— BEGIN —
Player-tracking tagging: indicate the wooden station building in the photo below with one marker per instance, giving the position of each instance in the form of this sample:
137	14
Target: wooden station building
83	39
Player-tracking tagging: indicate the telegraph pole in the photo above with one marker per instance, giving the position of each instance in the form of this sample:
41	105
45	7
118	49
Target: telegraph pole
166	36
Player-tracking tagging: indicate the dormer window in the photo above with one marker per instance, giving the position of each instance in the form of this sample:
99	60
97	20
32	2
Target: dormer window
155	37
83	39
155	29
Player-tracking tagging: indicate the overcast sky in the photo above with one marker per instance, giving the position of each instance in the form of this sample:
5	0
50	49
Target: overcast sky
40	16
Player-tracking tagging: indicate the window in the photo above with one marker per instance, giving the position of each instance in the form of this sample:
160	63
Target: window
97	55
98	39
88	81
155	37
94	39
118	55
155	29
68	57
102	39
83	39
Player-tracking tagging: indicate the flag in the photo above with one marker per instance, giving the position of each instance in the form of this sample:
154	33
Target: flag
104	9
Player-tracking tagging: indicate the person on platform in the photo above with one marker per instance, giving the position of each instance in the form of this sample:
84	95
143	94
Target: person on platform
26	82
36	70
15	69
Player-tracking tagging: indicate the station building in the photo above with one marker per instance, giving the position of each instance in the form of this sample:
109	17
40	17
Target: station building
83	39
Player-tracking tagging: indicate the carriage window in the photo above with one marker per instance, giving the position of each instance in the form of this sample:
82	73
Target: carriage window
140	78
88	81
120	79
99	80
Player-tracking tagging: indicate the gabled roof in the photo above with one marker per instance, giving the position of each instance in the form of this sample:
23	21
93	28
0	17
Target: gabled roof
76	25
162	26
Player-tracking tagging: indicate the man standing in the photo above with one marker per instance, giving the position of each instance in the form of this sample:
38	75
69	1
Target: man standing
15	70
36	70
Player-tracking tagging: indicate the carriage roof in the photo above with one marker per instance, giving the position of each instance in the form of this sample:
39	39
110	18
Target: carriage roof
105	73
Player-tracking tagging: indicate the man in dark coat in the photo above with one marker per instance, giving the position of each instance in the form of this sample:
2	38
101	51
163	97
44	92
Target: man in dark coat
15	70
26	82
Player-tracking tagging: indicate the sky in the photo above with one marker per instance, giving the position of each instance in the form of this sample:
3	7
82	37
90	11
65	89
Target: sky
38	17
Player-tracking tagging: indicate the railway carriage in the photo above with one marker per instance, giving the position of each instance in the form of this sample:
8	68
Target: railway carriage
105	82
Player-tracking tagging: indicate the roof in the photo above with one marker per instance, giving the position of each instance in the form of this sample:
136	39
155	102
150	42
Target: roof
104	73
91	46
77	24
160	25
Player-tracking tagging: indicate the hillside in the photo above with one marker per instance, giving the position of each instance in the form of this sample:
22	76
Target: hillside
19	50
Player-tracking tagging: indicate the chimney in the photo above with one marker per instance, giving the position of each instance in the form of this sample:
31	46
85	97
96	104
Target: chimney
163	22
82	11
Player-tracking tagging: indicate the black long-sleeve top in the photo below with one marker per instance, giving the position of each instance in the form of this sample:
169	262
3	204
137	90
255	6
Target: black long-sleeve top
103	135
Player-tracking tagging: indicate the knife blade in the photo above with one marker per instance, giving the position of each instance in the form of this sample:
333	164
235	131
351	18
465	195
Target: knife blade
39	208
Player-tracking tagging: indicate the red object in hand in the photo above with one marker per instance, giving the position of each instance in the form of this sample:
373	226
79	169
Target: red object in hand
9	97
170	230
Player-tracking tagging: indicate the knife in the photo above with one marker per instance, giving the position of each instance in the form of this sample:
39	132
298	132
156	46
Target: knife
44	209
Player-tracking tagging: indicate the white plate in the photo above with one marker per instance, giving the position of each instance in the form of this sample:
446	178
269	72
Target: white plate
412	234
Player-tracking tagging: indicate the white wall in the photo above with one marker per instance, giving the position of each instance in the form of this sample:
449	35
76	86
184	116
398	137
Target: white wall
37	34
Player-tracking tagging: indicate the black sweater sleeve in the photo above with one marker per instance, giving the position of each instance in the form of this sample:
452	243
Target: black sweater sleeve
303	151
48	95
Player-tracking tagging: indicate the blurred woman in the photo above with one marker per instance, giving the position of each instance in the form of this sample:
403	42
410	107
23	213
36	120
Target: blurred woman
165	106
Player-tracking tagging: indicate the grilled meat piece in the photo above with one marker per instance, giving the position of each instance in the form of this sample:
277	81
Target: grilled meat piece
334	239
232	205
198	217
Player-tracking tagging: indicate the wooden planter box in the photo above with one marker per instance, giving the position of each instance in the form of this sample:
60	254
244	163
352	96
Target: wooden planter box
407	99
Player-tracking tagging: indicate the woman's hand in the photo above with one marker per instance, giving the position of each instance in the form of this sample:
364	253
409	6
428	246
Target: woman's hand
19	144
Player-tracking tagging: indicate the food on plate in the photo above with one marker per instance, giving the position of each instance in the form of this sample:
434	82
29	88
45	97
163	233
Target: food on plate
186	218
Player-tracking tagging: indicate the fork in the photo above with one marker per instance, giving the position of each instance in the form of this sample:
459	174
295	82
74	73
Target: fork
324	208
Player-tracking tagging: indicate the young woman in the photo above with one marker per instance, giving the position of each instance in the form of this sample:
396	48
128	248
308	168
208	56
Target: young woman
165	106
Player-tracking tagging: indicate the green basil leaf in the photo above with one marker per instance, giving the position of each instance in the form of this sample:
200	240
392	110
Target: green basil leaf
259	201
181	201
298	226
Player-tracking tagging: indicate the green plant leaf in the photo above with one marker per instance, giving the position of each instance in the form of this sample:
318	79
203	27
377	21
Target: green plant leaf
— END —
*DO THIS*
Copy all of the records above word for word, keeping every line unchanged and in its original order.

*RESULT*
Player-tracking tagging: indicate the wooden station building in the photo below with one marker per instance, giving the position of each instance in the form of this sample:
137	14
Target: wooden station building
83	39
Player-tracking tagging: indicate the telegraph pole in the photo above with one marker per instance, giving the position of each instance in the form of this sample:
41	105
45	7
118	49
Target: telegraph pole
166	36
Player-tracking tagging: indicate the dormer window in the photo above with one marker per instance, giving the position of each instance in the form of this sample:
99	60
97	20
32	2
Target: dormer window
155	37
83	39
155	29
Player-tracking tagging: indicate the overcast sky in the photo above with one marker per instance, giving the position of each instance in the form of this sample:
5	0
50	49
Target: overcast sky
40	16
Player-tracking tagging: indicate the window in the photo above with one marker per instance, giving the position of each instance in the form of this sample:
160	63
Target: window
97	55
98	39
88	81
155	37
94	39
118	55
155	29
68	57
102	39
83	39
Player-tracking tagging: indicate the flag in the photo above with one marker per instance, giving the position of each instance in the form of this sample:
154	33
Target: flag
104	9
Player-tracking tagging: indicate the person on platform in the photo above with one marker per instance, giving the position of each instance in the form of this sample:
84	95
143	94
Target: person on platform
26	82
36	70
15	69
Player-tracking tagging: indicate the station building in the photo above with one marker per instance, giving the position of each instance in the form of this sample:
109	17
40	17
Target: station building
83	39
Player-tracking tagging: indicate the carriage window in the photo above with one marker per instance, giving the position of each instance in the form of this sample:
82	73
Target: carriage window
140	78
88	81
120	79
99	80
Player-tracking tagging: indicate the gabled roof in the photo above with one marker per instance, giving the position of each instance in the form of this sample:
23	21
93	28
0	17
Target: gabled roof
76	25
162	26
Player-tracking tagging: indicate the man standing in the photo above with one marker per instance, giving the position of each instance in the form of this sample:
38	75
69	1
Target: man standing
15	70
36	70
Player-tracking tagging: indicate the carriage roof in the photo above with one marker per instance, giving the position of each instance in the form of this sample:
39	39
110	18
Target: carriage roof
105	73
Player-tracking tagging: indicate the man in dark coat in the photo above with one marker per instance, giving the position of each instance in the form of this sample:
2	38
101	51
163	97
44	92
Target: man in dark coat
15	70
26	82
Player-tracking tagging: indicate the sky in the photo above with one marker per instance, giving the position of each instance in the form of this sample:
3	7
82	37
90	11
65	89
Target: sky
38	17
Player-tracking tagging: indicate the railway carriage in the photo above with one marker per instance, giving the position of each instance in the form of this sample:
8	68
Target: railway carriage
105	82
Player-tracking tagging: indicate the roof in the photo above with one marker per instance, giving the position of each instance in the form of this sample:
136	39
155	102
150	42
Target: roof
104	73
91	46
77	24
160	25
Player-tracking tagging: indicate the hillside in the photo above with one marker per instance, giving the position of each instance in the form of this sample:
22	76
Target: hillside
19	50
Player-tracking tagging: indicate the chimney in the photo above with one marker per instance, giving the position of each instance in the form of this sample:
31	46
85	97
96	104
Target: chimney
163	22
82	11
Player-tracking tagging: indicate the black long-sleeve top in the photo below with one marker per instance, giving the position of each instance in the form of this sample:
169	262
3	204
137	90
255	6
Target: black long-sleeve top
103	135
Player-tracking tagging: indicate the knife blade in the photo above with one marker per instance, giving the position of each instance in the form of this sample:
333	164
235	131
351	18
465	195
Target: knife blade
39	208
Player-tracking tagging: indicate the red object in hand in the photo above with one marker per instance, giving the position of each instance in the form of this sample:
373	226
79	169
Target: red object in hand
9	97
170	230
Player-tracking tagging: indicate the knife in the photo above with one marker per instance, giving the position of each instance in the form of this sample:
39	132
298	132
156	46
Target: knife
44	209
Player-tracking tagging: indicate the white plate in the photo above with one marker per instance, giving the position of each instance in the form of this sample:
446	178
269	72
Target: white plate
412	234
Player-tracking tagging: indicate the white wall in the photo above with one marker per instance, giving the position of each instance in the form of this sample:
449	35
76	86
184	116
398	137
Target: white wall
37	34
Player-tracking tagging: indicate the black sweater sleeve in the photo above with one marker per instance, giving the position of each instance in the form of this sample:
452	243
Target: black sweater sleeve
303	151
48	95
Player-tracking tagging: indicate the blurred woman in the photo above with one marker per instance, giving the position of each instance in the form of this sample:
403	42
410	107
23	213
36	120
Target: blurred woman
165	106
Player-tracking tagging: indicate the grilled meat piece in the photo above with one marker per instance, giving the position of each instance in the form of this sample:
277	81
Target: grilled meat piece
334	239
232	205
198	217
Player-tracking tagging: indicate the wooden planter box in the photo above with one marker per instance, giving the position of each instance in the form of this sample:
60	254
244	163
352	96
Target: wooden planter box
407	99
Player-tracking tagging: indicate the woman's hand in the photo above with one marker per instance, giving the position of each instance in the form of this sample:
364	253
409	6
428	246
Target: woman's hand
19	144
Player-tracking tagging: indicate the food on plate in the photo above with one marker per instance, giving the position of each instance in the form of this sample:
434	82
29	88
45	97
163	233
Target: food on plate
186	218
Player-tracking tagging: indicate the fork in the photo above with one marker per instance, giving the position of each instance in the form of this sample:
459	174
295	82
74	73
Target: fork
324	208
Player-tracking tagging: indicate the young woman in the photo above with one marker per instance, giving the position of each instance in the form of this sample:
396	48
128	248
308	168
208	56
Target: young woman
165	106
Player-tracking tagging: indicate the green basil leaf in the photo above with one marker per instance, giving the position of each instance in the form of this sample:
200	240
392	110
Target: green basil leaf
259	201
181	201
298	226
Player-tracking tagging: indicate the green plant leaf in the photo above with one marker per instance, giving the position of each instance in the form of this sample:
318	79
203	27
377	21
Target: green plant leaf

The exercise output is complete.